[begin RECORDS FOR THE EXERCISE]

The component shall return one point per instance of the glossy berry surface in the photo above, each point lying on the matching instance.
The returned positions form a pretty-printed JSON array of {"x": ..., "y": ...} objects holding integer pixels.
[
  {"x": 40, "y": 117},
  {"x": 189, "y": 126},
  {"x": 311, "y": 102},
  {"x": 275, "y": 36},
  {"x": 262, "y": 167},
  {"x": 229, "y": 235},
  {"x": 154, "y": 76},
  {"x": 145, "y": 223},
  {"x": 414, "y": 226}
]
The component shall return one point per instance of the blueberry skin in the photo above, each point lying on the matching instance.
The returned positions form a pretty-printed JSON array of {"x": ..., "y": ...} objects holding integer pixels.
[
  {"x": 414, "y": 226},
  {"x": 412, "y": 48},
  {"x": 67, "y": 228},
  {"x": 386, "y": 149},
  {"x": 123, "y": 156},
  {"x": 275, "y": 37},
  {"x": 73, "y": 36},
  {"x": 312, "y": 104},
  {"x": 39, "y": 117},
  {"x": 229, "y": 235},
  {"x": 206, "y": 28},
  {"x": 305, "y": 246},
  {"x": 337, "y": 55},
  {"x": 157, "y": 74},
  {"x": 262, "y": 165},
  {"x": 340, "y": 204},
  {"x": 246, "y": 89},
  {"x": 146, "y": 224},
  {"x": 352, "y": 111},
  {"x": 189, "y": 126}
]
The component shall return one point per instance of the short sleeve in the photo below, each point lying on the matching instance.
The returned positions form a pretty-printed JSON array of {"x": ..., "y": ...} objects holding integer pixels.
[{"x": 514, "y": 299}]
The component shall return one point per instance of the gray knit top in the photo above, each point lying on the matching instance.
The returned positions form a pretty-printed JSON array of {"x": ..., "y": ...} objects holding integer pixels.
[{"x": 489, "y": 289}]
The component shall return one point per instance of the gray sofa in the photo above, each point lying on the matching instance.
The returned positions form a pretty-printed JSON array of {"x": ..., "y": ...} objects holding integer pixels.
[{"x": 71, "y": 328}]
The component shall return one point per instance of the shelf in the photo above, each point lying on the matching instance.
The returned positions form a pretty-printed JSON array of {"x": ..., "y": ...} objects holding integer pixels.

[end RECORDS FOR THE EXERCISE]

WORK TO BE COMPLETED →
Starting at the line that contains "The component shall return one point per instance of the shelf" and ending at the final line of the listing, write those lines out again with "shelf" changed to "bookcase" and everything else left as it is.

RESULT BELOW →
The component shall return one point per instance of the bookcase in the photo above, each point lying on the matching instance.
The returned positions form a pretty-printed JSON array of {"x": ..., "y": ...} objects holding integer pixels.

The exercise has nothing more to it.